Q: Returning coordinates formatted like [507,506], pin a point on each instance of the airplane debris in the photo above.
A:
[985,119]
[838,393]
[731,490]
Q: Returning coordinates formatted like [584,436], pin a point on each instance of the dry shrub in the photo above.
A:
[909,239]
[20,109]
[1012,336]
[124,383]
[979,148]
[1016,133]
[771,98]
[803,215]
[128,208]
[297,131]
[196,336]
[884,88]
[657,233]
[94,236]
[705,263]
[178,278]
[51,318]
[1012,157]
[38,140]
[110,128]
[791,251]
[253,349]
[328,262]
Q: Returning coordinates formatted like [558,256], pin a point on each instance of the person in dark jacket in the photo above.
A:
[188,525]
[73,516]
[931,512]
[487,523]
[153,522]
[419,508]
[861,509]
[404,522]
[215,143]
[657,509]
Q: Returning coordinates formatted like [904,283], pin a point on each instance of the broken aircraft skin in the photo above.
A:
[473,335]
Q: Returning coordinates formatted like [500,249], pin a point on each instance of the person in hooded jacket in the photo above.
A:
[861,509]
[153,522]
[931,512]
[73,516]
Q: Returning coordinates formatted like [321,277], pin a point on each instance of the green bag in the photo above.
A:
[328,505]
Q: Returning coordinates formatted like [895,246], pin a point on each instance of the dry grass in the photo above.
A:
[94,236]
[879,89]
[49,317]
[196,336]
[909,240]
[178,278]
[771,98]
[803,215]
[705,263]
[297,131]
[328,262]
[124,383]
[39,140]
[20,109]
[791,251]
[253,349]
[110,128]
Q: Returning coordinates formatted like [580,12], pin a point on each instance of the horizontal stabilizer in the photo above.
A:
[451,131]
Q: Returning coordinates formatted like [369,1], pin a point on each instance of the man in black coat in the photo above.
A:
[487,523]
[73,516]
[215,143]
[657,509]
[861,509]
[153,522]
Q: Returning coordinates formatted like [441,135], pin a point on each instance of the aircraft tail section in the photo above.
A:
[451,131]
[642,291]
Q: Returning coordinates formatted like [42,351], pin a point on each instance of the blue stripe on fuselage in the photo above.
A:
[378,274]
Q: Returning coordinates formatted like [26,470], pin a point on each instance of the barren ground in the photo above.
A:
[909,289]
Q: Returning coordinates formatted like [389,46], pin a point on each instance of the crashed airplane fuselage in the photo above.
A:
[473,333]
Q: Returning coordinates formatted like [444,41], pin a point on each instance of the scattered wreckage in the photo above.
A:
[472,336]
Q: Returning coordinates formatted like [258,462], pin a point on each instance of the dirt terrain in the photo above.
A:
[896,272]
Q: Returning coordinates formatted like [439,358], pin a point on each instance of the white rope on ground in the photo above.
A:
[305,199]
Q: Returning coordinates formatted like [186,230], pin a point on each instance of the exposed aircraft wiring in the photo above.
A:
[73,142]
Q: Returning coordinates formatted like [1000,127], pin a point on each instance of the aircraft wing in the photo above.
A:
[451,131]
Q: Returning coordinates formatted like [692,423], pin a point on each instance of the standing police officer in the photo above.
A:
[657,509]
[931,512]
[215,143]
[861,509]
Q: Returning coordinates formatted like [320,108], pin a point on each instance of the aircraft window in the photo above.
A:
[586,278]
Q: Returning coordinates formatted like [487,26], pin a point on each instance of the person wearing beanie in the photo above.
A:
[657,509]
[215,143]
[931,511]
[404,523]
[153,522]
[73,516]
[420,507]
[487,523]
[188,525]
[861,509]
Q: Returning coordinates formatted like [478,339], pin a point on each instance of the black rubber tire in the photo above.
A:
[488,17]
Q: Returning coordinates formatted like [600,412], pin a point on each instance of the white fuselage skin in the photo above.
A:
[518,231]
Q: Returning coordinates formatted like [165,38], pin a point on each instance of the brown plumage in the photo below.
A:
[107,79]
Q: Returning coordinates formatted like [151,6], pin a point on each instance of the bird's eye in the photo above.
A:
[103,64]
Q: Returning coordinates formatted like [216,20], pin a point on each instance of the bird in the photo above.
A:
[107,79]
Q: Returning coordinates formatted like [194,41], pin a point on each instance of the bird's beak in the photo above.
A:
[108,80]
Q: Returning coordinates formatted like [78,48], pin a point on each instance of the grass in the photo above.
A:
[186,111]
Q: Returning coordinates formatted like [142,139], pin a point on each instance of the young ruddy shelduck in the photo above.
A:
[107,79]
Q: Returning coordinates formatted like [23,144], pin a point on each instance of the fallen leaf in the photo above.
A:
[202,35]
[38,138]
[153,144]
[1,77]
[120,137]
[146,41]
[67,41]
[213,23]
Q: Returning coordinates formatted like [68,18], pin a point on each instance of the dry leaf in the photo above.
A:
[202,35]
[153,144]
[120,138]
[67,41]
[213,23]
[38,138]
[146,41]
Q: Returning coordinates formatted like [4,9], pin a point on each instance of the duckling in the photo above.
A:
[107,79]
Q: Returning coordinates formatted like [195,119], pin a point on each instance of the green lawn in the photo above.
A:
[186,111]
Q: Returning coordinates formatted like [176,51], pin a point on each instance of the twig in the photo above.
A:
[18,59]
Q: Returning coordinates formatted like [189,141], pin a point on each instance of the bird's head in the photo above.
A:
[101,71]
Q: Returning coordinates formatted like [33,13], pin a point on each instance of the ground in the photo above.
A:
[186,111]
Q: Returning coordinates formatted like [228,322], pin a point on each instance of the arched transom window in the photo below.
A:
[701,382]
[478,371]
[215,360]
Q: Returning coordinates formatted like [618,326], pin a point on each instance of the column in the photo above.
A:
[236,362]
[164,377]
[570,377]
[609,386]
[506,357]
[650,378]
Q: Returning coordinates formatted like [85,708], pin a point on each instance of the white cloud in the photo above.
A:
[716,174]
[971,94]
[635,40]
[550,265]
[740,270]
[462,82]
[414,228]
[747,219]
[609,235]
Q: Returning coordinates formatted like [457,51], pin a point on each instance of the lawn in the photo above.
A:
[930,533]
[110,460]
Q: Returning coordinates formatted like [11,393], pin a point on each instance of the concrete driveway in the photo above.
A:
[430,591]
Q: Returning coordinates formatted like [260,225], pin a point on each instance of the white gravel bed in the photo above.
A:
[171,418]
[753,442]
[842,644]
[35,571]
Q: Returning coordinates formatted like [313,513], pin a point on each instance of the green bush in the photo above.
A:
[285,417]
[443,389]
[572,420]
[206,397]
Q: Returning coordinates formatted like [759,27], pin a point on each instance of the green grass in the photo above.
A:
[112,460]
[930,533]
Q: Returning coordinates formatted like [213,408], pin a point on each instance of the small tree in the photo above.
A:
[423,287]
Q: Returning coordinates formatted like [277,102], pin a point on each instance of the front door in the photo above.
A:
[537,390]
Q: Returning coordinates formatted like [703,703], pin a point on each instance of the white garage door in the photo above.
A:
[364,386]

==

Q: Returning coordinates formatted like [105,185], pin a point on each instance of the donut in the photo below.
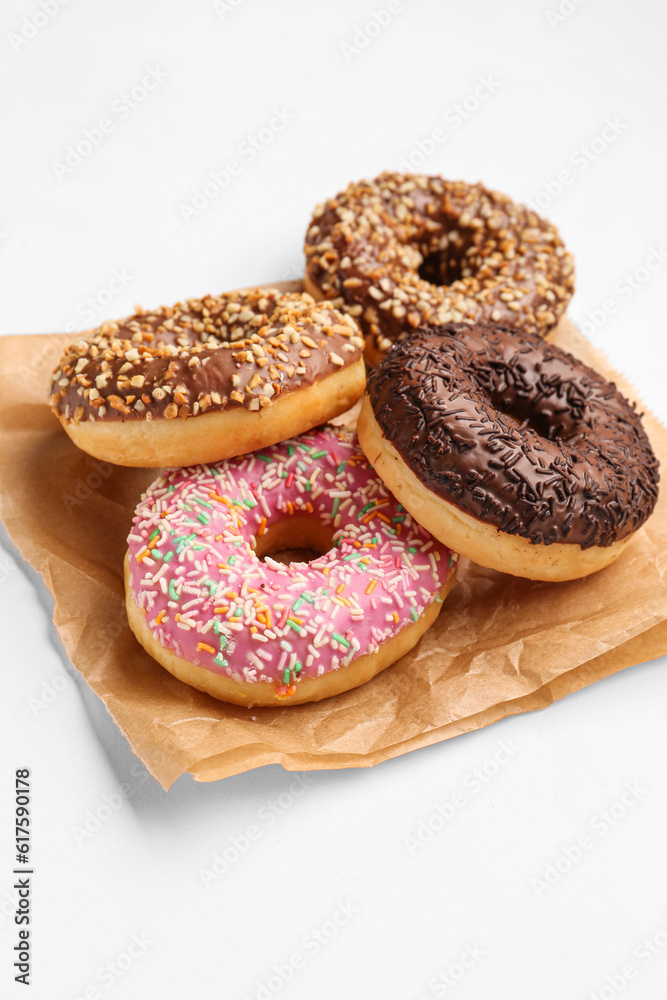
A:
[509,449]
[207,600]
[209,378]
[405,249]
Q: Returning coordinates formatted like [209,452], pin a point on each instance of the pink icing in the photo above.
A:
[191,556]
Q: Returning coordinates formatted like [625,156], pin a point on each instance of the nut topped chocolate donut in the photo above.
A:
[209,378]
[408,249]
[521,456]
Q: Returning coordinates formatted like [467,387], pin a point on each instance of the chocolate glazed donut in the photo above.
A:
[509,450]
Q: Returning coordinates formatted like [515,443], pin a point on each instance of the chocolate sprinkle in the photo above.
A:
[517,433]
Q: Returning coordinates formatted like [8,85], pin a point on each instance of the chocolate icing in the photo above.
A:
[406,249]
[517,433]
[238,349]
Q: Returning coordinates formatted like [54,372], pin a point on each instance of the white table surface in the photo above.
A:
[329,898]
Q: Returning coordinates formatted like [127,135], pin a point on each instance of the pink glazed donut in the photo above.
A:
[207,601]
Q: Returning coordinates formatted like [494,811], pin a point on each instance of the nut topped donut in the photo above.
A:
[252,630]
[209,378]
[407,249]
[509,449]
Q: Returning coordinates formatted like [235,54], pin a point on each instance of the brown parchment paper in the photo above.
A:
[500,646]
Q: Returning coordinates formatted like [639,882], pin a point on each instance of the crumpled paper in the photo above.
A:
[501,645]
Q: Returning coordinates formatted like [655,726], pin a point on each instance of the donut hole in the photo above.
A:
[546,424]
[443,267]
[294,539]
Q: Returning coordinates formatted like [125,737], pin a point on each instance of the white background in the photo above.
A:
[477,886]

**Required action:** Everything above from the line containing "Q: Returning coordinates formatted like [625,156], pin" down to the line containing "Q: Returning coordinates formatted like [8,85], pin" is to be transcribed exactly, with both of those lines included and nothing else added.

**Task response:**
Q: Returning coordinates formatted like [625,156], pin a point on each instance of the nut topped chocolate donut in the photo above.
A:
[209,378]
[408,249]
[521,456]
Q: Returning coordinates formatted like [467,387], pin a point on each instance of the chocolate glazed donut in the photo above.
A:
[509,450]
Q: Returning coordinates formatted like [515,443], pin a point on each instance of the chocolate sprinkle in the photo above.
A:
[517,433]
Q: Returning coordinates formatted like [8,85], pin a point on each instance of the chocolate icing in the photo above.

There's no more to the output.